-- begin Records for the task --

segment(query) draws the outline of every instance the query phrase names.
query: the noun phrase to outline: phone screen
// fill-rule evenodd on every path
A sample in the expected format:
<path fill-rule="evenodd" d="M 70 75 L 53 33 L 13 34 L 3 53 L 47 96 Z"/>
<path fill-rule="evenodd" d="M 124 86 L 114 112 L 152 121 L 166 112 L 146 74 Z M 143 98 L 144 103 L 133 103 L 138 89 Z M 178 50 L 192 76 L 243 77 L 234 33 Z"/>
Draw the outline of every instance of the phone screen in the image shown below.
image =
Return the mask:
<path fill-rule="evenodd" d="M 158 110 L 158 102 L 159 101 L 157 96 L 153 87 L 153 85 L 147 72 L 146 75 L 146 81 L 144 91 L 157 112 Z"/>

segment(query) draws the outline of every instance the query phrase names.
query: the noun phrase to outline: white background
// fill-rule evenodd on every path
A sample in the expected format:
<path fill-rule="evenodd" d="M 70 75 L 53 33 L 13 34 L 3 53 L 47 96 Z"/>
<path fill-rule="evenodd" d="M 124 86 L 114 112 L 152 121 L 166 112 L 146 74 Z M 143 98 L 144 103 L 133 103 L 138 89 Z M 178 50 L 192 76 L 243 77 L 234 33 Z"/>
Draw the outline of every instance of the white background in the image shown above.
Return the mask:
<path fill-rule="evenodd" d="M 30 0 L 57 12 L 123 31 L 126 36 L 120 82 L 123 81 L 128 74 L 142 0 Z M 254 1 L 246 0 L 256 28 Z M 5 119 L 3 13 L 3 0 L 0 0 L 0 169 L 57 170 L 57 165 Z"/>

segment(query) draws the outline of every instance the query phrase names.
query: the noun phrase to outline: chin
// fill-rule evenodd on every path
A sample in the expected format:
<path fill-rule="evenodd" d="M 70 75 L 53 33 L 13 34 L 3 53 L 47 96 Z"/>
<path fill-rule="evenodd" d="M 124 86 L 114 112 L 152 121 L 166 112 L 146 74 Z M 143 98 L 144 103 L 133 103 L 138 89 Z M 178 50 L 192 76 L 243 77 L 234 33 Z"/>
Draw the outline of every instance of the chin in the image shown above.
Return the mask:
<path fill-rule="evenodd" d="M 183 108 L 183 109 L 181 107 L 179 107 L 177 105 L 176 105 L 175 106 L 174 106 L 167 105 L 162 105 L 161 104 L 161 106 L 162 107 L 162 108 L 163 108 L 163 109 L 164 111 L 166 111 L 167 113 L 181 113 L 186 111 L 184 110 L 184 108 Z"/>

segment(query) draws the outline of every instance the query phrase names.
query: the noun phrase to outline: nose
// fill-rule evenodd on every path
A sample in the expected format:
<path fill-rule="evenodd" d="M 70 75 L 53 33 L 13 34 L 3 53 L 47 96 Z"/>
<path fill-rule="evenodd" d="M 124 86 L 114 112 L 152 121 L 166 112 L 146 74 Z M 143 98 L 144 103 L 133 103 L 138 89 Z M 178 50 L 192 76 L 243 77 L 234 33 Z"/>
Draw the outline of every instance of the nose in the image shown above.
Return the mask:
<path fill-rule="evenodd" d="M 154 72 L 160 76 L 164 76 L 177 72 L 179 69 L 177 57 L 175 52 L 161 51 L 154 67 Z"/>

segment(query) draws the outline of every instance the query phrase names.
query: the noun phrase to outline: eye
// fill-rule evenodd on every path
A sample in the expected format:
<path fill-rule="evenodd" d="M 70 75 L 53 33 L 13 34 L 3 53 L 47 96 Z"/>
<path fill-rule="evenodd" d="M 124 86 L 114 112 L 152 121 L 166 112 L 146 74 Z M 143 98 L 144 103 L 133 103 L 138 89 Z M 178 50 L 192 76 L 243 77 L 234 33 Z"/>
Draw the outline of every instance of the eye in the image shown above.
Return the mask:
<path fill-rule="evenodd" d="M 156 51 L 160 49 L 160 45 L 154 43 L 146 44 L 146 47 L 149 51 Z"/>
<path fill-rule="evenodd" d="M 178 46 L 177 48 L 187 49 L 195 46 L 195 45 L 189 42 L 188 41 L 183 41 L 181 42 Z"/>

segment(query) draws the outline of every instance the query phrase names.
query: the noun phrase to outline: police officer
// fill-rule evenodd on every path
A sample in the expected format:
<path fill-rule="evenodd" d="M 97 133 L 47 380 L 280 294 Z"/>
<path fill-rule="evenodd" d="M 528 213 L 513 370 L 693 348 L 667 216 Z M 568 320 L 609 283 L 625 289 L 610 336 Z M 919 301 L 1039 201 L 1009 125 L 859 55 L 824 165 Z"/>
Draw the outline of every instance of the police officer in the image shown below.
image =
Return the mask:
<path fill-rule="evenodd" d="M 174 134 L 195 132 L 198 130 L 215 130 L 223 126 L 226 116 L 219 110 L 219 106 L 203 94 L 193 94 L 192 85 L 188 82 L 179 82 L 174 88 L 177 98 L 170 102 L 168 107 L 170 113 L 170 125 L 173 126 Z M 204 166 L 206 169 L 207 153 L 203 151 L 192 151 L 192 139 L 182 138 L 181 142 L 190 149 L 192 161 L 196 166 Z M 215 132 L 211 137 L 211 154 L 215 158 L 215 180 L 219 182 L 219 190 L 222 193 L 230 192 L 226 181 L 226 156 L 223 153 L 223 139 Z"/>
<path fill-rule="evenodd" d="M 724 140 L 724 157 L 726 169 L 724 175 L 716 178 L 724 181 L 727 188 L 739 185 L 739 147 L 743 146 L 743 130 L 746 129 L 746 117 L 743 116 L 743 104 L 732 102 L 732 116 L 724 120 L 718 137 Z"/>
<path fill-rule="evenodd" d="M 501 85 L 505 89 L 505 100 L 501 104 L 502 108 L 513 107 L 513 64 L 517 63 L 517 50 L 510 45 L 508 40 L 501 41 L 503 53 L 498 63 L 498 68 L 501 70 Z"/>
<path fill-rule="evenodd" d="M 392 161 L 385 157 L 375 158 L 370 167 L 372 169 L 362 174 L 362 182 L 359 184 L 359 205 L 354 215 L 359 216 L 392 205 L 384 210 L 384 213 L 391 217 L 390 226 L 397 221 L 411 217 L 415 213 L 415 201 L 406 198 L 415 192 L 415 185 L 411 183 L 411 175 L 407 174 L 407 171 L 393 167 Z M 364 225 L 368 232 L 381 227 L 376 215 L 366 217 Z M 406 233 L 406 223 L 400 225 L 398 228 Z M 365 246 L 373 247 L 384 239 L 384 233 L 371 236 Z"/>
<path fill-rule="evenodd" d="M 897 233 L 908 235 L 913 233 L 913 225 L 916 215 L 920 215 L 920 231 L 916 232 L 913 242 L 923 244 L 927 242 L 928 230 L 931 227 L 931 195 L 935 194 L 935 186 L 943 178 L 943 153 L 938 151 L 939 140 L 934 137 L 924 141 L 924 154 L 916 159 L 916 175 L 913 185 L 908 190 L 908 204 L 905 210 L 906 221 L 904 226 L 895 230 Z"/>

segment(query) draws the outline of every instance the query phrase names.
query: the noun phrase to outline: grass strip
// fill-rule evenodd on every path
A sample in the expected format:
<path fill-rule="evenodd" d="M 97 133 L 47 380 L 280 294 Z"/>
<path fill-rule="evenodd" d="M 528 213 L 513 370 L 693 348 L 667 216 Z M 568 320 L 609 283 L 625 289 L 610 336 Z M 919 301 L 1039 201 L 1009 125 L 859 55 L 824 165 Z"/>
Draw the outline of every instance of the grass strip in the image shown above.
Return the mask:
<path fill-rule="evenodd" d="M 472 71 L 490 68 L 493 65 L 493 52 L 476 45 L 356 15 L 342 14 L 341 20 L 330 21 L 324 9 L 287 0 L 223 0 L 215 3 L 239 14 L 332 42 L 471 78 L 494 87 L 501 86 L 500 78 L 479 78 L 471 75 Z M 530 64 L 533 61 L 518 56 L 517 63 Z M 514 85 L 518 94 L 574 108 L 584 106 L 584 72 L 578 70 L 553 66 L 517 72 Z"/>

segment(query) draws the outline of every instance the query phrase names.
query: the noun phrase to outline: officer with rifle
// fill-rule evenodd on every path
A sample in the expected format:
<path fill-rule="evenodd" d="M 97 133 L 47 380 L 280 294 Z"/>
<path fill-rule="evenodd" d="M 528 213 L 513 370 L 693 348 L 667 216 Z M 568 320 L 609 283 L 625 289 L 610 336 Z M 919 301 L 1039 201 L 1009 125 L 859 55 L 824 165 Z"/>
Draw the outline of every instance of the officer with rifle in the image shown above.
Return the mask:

-- end Records for the task --

__What the exercise asks__: Please update the records starting at the beginning and going on through the line with "158 110 L 158" by changing "phone screen" to "tablet screen" and keeping everything else the same. Return only those lines.

__Correct answer__:
segment(query) draws the outline of every instance the query phrase names.
query: the noun phrase to outline: tablet screen
// fill-rule evenodd on every path
A sample in the expected format:
<path fill-rule="evenodd" d="M 70 75 L 53 33 L 13 34 L 3 53 L 47 96 Z"/>
<path fill-rule="evenodd" d="M 124 86 L 114 112 L 152 121 L 166 112 L 146 74 Z M 143 98 L 144 103 L 133 103 L 138 89 Z M 178 50 L 192 76 L 243 77 L 234 33 Z"/>
Draw the outline of every instance of the tablet screen in the image shown below.
image =
Return the mask:
<path fill-rule="evenodd" d="M 158 110 L 158 102 L 159 101 L 157 96 L 153 87 L 153 85 L 147 72 L 146 75 L 146 81 L 144 91 L 157 112 Z"/>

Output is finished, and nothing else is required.